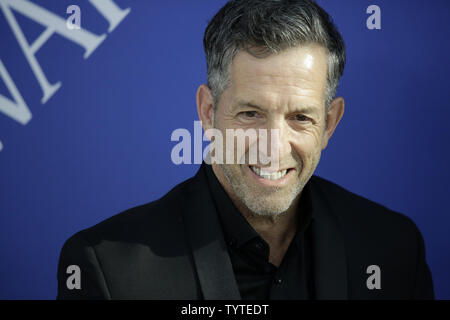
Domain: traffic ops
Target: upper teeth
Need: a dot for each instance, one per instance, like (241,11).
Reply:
(269,175)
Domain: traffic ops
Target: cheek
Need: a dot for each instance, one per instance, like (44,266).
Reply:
(308,147)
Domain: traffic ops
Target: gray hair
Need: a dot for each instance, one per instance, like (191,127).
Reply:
(265,27)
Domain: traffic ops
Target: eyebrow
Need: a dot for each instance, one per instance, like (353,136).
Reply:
(305,109)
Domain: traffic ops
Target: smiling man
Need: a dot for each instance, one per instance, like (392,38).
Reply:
(250,230)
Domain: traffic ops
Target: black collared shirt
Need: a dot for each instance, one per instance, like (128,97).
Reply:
(256,277)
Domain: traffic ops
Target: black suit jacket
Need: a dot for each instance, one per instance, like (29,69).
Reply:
(174,248)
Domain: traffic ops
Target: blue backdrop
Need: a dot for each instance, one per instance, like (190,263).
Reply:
(101,143)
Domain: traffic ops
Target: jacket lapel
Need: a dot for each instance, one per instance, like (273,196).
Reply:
(329,256)
(208,246)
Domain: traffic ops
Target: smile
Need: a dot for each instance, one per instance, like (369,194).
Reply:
(261,172)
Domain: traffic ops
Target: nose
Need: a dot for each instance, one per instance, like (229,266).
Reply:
(279,138)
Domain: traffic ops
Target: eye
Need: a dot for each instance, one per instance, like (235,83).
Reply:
(302,118)
(249,114)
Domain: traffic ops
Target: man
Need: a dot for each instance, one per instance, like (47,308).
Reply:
(246,230)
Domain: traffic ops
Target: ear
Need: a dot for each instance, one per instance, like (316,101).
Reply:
(205,106)
(334,115)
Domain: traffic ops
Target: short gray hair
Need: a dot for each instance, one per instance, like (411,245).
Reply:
(265,27)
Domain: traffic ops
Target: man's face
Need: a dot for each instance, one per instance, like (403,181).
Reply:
(284,92)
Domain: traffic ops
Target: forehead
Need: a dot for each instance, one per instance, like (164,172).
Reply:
(293,76)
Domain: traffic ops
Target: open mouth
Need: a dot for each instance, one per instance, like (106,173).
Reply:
(269,175)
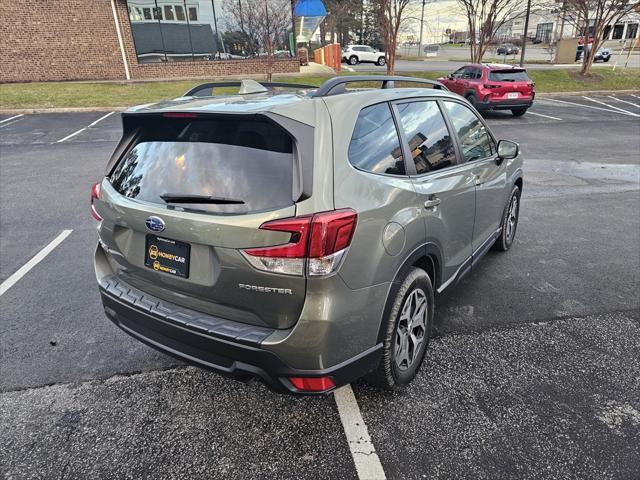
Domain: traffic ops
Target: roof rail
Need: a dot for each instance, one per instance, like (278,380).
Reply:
(204,89)
(327,88)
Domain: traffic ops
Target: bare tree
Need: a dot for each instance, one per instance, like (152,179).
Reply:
(484,18)
(390,15)
(593,16)
(264,22)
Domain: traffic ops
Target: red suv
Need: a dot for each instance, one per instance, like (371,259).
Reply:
(493,87)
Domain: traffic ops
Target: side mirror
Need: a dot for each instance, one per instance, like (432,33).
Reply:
(507,150)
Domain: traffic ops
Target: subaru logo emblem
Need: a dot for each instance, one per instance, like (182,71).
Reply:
(155,224)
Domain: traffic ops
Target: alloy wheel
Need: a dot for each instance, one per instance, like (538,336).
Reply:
(411,329)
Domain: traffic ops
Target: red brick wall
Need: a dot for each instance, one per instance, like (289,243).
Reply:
(44,40)
(58,40)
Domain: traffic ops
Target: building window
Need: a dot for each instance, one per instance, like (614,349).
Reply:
(618,29)
(205,30)
(544,31)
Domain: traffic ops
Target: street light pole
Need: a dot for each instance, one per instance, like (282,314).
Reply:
(526,30)
(421,28)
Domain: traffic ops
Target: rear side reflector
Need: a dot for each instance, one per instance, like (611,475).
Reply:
(317,242)
(312,384)
(95,195)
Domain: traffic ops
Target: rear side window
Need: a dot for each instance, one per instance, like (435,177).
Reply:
(375,146)
(508,76)
(429,140)
(246,160)
(475,141)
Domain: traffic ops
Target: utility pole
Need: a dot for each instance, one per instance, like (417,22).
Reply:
(561,17)
(421,28)
(526,31)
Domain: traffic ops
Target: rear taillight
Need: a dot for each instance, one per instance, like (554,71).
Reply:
(312,384)
(317,244)
(95,194)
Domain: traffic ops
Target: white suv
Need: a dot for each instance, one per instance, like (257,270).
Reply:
(354,54)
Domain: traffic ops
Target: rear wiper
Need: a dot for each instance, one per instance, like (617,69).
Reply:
(186,198)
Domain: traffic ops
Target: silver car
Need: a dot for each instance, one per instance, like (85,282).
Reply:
(300,234)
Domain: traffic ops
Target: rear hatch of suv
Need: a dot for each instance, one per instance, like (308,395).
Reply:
(509,84)
(186,196)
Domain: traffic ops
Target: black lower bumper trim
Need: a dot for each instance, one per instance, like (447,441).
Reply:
(504,105)
(228,357)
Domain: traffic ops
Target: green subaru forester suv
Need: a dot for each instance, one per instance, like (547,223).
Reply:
(299,234)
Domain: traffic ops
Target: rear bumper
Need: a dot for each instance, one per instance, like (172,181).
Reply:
(225,346)
(505,104)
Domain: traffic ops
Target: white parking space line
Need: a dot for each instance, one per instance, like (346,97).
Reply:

■ Request
Show each line of the material above that contains the string "gray", copied in full.

■ Response to this exercise
Target: gray hair
Target: short gray hair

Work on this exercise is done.